WHAT IS EXPECTED: The listing is to be reproduced in full, with no character altered.

SUPPLIED DATA:
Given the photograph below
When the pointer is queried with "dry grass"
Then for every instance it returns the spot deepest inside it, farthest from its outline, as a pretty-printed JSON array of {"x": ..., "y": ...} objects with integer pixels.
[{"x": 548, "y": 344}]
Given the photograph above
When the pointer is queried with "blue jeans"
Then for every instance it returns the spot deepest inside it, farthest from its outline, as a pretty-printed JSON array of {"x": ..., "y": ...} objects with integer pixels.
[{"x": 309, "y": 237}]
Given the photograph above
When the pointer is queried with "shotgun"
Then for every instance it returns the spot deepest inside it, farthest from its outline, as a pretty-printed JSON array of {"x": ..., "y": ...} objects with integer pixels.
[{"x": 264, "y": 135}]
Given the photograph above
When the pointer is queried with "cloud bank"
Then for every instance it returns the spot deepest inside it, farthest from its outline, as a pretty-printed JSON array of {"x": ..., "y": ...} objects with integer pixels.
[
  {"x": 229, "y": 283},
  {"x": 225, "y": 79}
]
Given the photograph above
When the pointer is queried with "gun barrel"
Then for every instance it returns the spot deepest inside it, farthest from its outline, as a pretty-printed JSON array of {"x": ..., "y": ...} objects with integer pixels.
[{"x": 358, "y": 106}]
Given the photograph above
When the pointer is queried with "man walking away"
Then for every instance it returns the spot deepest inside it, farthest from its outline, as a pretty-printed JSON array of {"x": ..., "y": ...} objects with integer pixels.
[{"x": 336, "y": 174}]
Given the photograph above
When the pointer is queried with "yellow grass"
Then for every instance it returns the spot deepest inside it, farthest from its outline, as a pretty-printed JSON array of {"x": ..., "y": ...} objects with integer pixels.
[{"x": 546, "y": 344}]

OUTPUT BELOW:
Given the photograph below
When the pointer is queried with "dry grass"
Then for every instance it returns the spot deepest inside it, farthest from its outline, as a pretty-printed JSON array of {"x": ..., "y": ...} objects with integer pixels.
[{"x": 548, "y": 344}]
Given the photograph above
When the pointer is queried with "blue jeans"
Then for every instance it returns the spot deepest inside it, farthest from its outline, as a pretty-printed JSON array of {"x": ..., "y": ...} objects with integer pixels.
[{"x": 309, "y": 237}]
Given the photograph above
When the pointer is queried with "shotgun"
Then for every instance it returns the spot deepest inside it, farthest from its outline, as a pretty-printed JSON array of {"x": ..., "y": ...} objects with integer pixels.
[{"x": 264, "y": 135}]
Given the photograph above
When the pointer is queried with "cloud bank"
Then for every instance it returns the spot deepest inside it, farthest from its outline, as a pretty-printed JSON array of {"x": ..., "y": ...} objects with integer pixels.
[
  {"x": 229, "y": 283},
  {"x": 225, "y": 79}
]
Given the photograph above
When the pointer is queried with "gun barrel"
Then for every instance it returns the spot deepest inside it, farthest from its outline, as a pretty-printed JSON array of {"x": ..., "y": ...} objects with integer pixels.
[{"x": 358, "y": 106}]
Given the photograph above
When the pointer is queried with "man walking away"
Then for every instance it returns the spot deepest inside it, farthest from its outline, as a pretty-printed JSON array of {"x": ..., "y": ...} objects with integer pixels.
[{"x": 336, "y": 174}]
Given the photograph above
When the pointer is queried with "yellow grass"
Then for every instance it returns the spot deepest inside it, farthest from its outline, as a pretty-printed JSON array of {"x": ..., "y": ...} objects with integer pixels.
[{"x": 546, "y": 344}]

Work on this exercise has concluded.